- [What this task involves]: According to the text on the American Dream, what did Ray Kroc notice in 1954 that led him to the McDonald brothers?

- [Text block]:
....

Ray Kroc (as an example of the American Dream): Kroc was a salesman of restaurant equipment. In 1954, he noticed that one restaurant was wearing out milkshake mixers, and went out to find why. The McDonald brothers, Richard and Maurice, explained their simple concept. They had a limited menu – including milkshakes, hamburgers and fried, but they could fill orders quickly, and families could enjoy a meal out, without getting dressed up, or paying a huge price. Kroc convinced the brothers to form a partnership and they began selling franchises, all operated along the same lines. In 1961, he bought the brothers out, and went on to become one of the richest men in America in years ahead. 

You can use all kinds of examples. 



Charles Van Doren achieved the dream – and then destroyed it. Bright, handsome, articulate, a popular professor at Columbia, he became famous in the early days of television, using his knowledge to win one of the earliest quiz show games, “Twenty One.” 

According to The Commonweal (February 22, 1957, p. 523): 

In song and story, America has ever been the land of unlimited opportunity, where any man could strike it rich, and the pot of gold lay just over the horizon. Our Presidents come from log cabins and our corporation heads once worked as shipping clerks. The American dream of success – material success – is expressed in Franklin’s autobiography and the gospel of work, but also and more accurately, perhaps, in the Horatio Alger tales. Ragged Dick had sterling qualities to be sure, but so did every American boy. The one thing needful, in the Alger version of the myth, was to be in the right place at the right time – to save the millionaire’s daughter from the runaway horse, for example, and thus, through luck and pluck, be made president of the company. This is the pattern of the quiz show success. Fame and fortune lie in the laps of the gods, and the best preparation for the moment of greatness is simply to be alert and ready for the call.

....

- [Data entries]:
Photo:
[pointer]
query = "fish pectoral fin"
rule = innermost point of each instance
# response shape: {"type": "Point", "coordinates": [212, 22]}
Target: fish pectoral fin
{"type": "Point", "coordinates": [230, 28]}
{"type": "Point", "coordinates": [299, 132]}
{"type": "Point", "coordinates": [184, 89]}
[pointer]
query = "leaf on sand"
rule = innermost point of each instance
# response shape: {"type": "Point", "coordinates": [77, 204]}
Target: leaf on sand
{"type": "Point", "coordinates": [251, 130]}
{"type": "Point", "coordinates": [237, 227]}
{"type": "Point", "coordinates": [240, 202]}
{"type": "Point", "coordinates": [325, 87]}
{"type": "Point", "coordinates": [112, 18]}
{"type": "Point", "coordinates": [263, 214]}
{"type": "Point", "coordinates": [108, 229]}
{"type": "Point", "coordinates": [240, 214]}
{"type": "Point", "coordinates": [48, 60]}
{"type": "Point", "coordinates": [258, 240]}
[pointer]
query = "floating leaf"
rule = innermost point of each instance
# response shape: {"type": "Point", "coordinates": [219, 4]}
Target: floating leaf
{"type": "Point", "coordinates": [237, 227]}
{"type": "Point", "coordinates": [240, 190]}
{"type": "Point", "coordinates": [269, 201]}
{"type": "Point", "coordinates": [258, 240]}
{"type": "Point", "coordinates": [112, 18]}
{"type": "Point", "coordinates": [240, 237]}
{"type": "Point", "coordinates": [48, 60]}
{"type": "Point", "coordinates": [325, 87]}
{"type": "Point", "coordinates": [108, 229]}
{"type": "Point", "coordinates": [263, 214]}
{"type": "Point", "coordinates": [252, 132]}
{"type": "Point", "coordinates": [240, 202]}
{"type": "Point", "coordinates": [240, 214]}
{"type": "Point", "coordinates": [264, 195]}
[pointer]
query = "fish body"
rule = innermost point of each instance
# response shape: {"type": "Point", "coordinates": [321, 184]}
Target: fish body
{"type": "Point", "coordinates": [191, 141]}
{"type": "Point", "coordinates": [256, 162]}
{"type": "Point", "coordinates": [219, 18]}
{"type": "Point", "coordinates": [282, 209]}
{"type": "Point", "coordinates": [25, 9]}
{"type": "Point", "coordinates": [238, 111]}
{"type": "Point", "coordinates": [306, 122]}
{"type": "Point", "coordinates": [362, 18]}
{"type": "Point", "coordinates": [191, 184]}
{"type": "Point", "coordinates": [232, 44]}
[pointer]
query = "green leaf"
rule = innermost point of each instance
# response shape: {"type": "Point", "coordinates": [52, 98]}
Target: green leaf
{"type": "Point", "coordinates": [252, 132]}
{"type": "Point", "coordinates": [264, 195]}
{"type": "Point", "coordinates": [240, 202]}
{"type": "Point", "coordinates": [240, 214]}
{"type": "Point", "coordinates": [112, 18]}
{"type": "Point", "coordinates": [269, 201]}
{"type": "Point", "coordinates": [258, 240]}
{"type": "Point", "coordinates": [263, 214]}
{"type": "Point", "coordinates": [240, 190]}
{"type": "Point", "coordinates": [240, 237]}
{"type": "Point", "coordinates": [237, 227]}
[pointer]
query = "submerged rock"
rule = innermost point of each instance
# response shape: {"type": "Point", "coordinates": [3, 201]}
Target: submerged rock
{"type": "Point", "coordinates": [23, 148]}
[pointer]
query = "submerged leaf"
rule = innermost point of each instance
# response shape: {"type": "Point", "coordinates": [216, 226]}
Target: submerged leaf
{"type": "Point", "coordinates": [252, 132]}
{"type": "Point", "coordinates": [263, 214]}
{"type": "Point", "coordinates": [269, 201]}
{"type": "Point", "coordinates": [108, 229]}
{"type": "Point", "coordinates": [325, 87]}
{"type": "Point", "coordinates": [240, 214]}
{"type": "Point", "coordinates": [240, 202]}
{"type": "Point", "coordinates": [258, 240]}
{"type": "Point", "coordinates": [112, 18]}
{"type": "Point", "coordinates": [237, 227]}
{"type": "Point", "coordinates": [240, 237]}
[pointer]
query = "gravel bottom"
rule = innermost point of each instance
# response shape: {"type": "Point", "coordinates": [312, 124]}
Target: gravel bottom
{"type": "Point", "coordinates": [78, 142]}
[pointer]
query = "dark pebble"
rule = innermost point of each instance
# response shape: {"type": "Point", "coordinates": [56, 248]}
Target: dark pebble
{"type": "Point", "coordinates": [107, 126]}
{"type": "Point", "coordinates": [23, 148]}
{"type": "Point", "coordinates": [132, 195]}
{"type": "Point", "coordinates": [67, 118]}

....

- [Response]: He noticed that one restaurant was wearing out milkshake mixers.